§ DATA PROVIDED:
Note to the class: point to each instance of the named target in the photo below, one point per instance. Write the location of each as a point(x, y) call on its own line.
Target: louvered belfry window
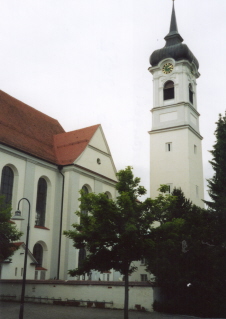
point(168, 90)
point(190, 93)
point(38, 253)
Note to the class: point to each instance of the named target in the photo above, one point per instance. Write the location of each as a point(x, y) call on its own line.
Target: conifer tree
point(217, 184)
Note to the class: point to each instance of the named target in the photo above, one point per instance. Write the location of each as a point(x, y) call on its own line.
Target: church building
point(43, 167)
point(47, 167)
point(175, 140)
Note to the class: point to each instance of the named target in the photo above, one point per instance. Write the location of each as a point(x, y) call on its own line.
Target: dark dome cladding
point(174, 47)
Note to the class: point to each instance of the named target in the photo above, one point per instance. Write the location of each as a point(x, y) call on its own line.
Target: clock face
point(167, 68)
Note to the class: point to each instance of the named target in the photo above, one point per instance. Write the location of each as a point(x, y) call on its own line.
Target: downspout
point(61, 220)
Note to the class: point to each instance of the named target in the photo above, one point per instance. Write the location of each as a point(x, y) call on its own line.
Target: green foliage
point(8, 232)
point(188, 260)
point(217, 184)
point(114, 233)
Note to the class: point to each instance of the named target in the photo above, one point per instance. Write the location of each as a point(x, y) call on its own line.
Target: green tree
point(188, 260)
point(115, 232)
point(8, 231)
point(217, 184)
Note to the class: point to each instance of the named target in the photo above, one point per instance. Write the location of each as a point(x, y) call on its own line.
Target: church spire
point(173, 24)
point(173, 37)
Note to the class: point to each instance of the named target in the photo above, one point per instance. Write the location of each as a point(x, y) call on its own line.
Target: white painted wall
point(138, 294)
point(28, 170)
point(176, 121)
point(15, 270)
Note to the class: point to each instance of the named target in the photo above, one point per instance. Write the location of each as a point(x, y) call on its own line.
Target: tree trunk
point(126, 302)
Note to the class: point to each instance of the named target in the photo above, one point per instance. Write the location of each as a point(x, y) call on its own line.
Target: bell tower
point(175, 140)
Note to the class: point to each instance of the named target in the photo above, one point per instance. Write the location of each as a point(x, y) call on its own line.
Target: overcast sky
point(84, 62)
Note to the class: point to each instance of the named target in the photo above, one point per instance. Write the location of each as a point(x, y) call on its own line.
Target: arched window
point(108, 195)
point(191, 93)
point(86, 191)
point(38, 253)
point(168, 90)
point(41, 202)
point(7, 184)
point(81, 256)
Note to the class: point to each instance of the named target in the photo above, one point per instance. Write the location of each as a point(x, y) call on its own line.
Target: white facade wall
point(176, 122)
point(86, 171)
point(15, 270)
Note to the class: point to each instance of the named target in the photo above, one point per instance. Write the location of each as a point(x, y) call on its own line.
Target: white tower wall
point(176, 151)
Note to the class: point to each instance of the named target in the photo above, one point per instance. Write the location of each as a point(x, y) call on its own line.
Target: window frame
point(7, 182)
point(41, 202)
point(168, 90)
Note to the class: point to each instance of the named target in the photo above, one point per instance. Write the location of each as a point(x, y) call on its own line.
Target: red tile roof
point(69, 146)
point(28, 130)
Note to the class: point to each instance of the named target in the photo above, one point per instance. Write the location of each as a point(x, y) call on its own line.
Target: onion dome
point(174, 47)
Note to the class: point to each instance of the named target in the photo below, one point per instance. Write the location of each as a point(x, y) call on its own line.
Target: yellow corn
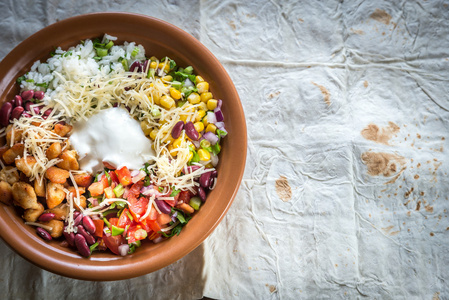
point(167, 101)
point(199, 115)
point(203, 87)
point(205, 121)
point(156, 98)
point(199, 126)
point(164, 66)
point(211, 128)
point(183, 118)
point(194, 98)
point(175, 93)
point(146, 128)
point(153, 133)
point(167, 78)
point(206, 96)
point(177, 143)
point(212, 104)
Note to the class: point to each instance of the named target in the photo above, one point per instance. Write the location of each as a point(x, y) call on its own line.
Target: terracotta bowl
point(160, 39)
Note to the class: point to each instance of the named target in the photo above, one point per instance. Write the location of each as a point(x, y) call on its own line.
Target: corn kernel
point(146, 128)
point(204, 154)
point(202, 87)
point(194, 98)
point(206, 96)
point(177, 143)
point(202, 106)
point(164, 66)
point(153, 133)
point(183, 118)
point(212, 104)
point(211, 128)
point(167, 78)
point(199, 126)
point(175, 93)
point(205, 121)
point(167, 101)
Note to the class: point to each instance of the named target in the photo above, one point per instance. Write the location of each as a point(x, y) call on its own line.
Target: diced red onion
point(134, 173)
point(123, 249)
point(213, 159)
point(218, 115)
point(211, 118)
point(138, 177)
point(158, 240)
point(211, 137)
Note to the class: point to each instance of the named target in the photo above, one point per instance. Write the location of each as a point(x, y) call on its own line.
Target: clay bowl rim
point(164, 39)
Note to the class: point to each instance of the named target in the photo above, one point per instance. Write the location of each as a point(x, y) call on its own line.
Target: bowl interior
point(159, 39)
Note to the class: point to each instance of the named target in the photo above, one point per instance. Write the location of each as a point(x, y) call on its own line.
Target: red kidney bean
point(18, 100)
point(88, 224)
point(17, 112)
point(191, 131)
point(5, 113)
point(164, 207)
point(77, 219)
point(27, 95)
point(176, 131)
point(201, 194)
point(39, 95)
point(70, 237)
point(43, 234)
point(46, 217)
point(205, 180)
point(81, 245)
point(89, 239)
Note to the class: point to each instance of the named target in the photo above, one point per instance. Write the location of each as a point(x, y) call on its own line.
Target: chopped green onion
point(188, 70)
point(101, 52)
point(135, 52)
point(195, 202)
point(109, 45)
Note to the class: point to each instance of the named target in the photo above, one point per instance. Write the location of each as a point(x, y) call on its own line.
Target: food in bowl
point(106, 147)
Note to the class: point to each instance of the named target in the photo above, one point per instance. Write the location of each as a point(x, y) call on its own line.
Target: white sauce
point(112, 136)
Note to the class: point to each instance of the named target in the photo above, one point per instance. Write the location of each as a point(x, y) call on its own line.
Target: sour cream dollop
point(112, 136)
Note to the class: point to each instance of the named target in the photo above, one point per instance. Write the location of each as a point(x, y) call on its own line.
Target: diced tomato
point(114, 177)
point(135, 189)
point(163, 219)
point(184, 197)
point(109, 193)
point(108, 165)
point(124, 219)
point(124, 176)
point(96, 189)
point(138, 208)
point(136, 233)
point(112, 242)
point(113, 221)
point(154, 225)
point(98, 227)
point(105, 181)
point(153, 235)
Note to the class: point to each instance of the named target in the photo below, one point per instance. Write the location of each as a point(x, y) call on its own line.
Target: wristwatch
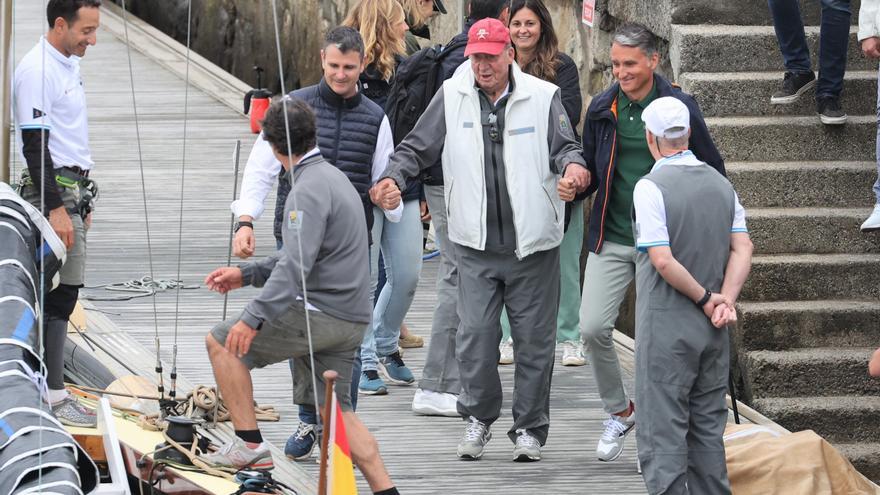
point(241, 224)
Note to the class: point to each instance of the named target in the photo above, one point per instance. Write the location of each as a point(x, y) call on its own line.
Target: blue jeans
point(833, 41)
point(307, 413)
point(401, 245)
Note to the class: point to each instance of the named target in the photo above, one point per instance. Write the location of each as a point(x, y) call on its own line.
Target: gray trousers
point(440, 373)
point(606, 278)
point(681, 379)
point(529, 290)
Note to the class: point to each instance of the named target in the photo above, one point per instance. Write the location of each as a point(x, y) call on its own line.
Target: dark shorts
point(334, 341)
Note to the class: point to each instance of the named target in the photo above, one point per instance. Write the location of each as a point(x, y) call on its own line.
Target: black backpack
point(416, 80)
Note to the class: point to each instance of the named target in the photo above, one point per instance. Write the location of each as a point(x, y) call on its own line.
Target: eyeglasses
point(490, 119)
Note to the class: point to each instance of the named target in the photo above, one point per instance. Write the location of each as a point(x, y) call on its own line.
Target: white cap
point(667, 117)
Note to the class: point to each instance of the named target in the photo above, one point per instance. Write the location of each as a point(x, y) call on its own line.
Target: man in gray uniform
point(505, 138)
point(694, 256)
point(325, 241)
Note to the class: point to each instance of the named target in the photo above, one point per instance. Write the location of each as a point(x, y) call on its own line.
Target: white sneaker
point(506, 348)
point(573, 353)
point(527, 449)
point(431, 403)
point(873, 222)
point(611, 443)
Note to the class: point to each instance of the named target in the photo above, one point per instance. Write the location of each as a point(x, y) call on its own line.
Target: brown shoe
point(411, 341)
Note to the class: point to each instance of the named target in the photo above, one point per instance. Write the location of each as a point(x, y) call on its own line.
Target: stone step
point(793, 138)
point(840, 419)
point(708, 48)
point(864, 456)
point(813, 276)
point(811, 230)
point(782, 325)
point(802, 184)
point(820, 371)
point(741, 12)
point(748, 93)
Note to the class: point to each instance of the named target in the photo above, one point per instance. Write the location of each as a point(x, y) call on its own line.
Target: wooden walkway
point(419, 451)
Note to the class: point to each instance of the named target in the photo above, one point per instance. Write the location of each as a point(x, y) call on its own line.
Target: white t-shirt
point(49, 94)
point(651, 210)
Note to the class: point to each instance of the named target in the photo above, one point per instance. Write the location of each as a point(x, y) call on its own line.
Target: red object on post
point(256, 102)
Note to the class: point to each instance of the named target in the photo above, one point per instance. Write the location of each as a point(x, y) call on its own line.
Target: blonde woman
point(382, 24)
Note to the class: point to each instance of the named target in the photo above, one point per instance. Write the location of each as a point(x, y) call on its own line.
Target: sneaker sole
point(525, 458)
point(788, 100)
point(622, 445)
point(433, 411)
point(832, 120)
point(390, 379)
point(381, 391)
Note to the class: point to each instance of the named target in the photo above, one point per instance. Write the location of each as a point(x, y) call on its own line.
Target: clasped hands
point(385, 194)
point(720, 310)
point(575, 180)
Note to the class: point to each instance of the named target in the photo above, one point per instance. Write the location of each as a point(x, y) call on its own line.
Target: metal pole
point(6, 81)
point(235, 158)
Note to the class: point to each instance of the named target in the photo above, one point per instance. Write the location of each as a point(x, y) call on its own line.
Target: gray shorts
point(334, 341)
point(74, 270)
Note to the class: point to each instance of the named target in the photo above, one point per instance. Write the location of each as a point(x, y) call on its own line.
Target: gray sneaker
point(476, 436)
point(71, 413)
point(236, 454)
point(527, 449)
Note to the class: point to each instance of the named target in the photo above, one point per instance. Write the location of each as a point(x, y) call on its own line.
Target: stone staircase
point(810, 312)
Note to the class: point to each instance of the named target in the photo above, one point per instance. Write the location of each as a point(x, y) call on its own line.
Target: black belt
point(77, 170)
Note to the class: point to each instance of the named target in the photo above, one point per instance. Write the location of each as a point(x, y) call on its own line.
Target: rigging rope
point(158, 369)
point(173, 390)
point(302, 276)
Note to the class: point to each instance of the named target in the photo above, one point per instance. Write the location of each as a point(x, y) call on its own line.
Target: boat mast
point(5, 80)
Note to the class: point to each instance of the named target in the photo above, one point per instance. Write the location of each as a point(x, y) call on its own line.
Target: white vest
point(538, 213)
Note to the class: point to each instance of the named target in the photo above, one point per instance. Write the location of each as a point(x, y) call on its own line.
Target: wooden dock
point(419, 451)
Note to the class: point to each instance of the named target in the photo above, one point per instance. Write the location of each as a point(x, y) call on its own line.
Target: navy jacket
point(600, 148)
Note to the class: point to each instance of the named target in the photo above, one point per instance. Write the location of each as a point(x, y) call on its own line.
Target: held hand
point(423, 211)
point(566, 189)
point(871, 47)
point(61, 224)
point(239, 338)
point(243, 244)
point(224, 279)
point(579, 174)
point(385, 194)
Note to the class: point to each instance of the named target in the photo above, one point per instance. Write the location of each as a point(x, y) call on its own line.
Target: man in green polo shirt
point(617, 156)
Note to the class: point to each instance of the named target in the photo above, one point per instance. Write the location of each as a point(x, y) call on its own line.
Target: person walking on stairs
point(53, 131)
point(869, 37)
point(799, 76)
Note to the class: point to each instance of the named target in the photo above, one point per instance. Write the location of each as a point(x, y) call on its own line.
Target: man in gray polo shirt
point(325, 241)
point(694, 254)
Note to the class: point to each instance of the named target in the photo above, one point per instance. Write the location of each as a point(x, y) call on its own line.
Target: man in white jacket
point(869, 37)
point(504, 138)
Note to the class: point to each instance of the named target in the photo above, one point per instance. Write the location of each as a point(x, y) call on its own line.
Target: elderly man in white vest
point(504, 139)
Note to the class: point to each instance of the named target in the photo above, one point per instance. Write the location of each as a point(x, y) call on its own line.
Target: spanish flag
point(341, 472)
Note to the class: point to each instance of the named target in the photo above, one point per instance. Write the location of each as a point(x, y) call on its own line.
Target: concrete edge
point(170, 54)
point(627, 345)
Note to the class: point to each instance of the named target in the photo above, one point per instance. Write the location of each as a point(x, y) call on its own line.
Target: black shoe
point(793, 86)
point(829, 110)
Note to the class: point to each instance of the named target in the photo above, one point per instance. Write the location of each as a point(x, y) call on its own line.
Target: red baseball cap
point(488, 36)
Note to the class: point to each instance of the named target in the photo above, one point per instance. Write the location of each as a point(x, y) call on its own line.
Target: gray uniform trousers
point(682, 361)
point(440, 373)
point(529, 289)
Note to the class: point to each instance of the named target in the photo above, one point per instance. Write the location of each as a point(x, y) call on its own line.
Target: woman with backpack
point(537, 53)
point(382, 24)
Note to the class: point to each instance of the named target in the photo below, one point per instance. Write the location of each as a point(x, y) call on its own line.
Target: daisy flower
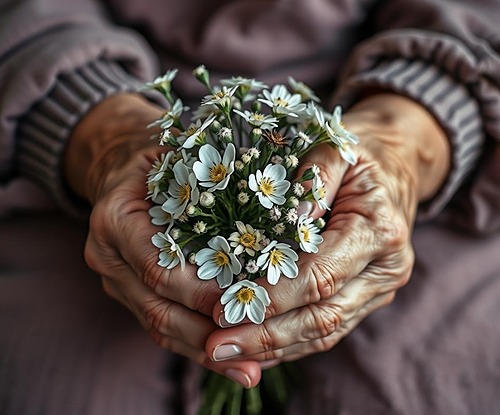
point(217, 262)
point(214, 171)
point(182, 190)
point(258, 120)
point(341, 137)
point(278, 258)
point(245, 239)
point(245, 298)
point(270, 186)
point(319, 192)
point(170, 253)
point(308, 234)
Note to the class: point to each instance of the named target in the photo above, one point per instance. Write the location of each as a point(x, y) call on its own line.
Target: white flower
point(213, 171)
point(170, 253)
point(293, 201)
point(207, 199)
point(278, 258)
point(226, 134)
point(306, 93)
point(291, 161)
point(276, 159)
point(270, 186)
point(246, 158)
point(303, 140)
point(195, 133)
point(275, 213)
point(159, 216)
point(251, 267)
point(242, 184)
point(245, 239)
point(279, 228)
point(259, 120)
point(245, 298)
point(182, 190)
point(175, 233)
point(319, 192)
point(217, 261)
point(283, 102)
point(254, 152)
point(243, 198)
point(200, 227)
point(291, 216)
point(298, 189)
point(221, 98)
point(308, 234)
point(239, 165)
point(341, 137)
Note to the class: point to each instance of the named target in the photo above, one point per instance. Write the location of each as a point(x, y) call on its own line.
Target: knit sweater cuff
point(448, 100)
point(44, 131)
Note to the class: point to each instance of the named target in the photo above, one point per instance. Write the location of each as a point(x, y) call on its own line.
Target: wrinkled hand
point(366, 255)
point(108, 158)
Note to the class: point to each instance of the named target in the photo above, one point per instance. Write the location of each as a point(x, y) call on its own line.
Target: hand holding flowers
point(227, 190)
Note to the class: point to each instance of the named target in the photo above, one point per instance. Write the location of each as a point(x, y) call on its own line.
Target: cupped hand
point(366, 255)
point(107, 161)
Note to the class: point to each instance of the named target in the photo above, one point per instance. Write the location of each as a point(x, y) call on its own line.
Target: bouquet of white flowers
point(227, 191)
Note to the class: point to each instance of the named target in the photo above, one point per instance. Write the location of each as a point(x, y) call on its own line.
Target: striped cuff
point(447, 99)
point(43, 132)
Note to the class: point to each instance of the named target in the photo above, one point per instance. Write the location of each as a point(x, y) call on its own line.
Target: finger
point(301, 326)
point(156, 314)
point(342, 256)
point(300, 350)
point(132, 239)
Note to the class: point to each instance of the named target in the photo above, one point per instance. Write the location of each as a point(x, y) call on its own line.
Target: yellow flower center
point(281, 102)
point(217, 173)
point(221, 259)
point(275, 257)
point(247, 239)
point(266, 186)
point(305, 233)
point(245, 295)
point(185, 192)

§ OBJECTIVE:
Please count the lines above that contain the string "backpack" and give only the number.

§ ANSWER TO THIS TASK:
2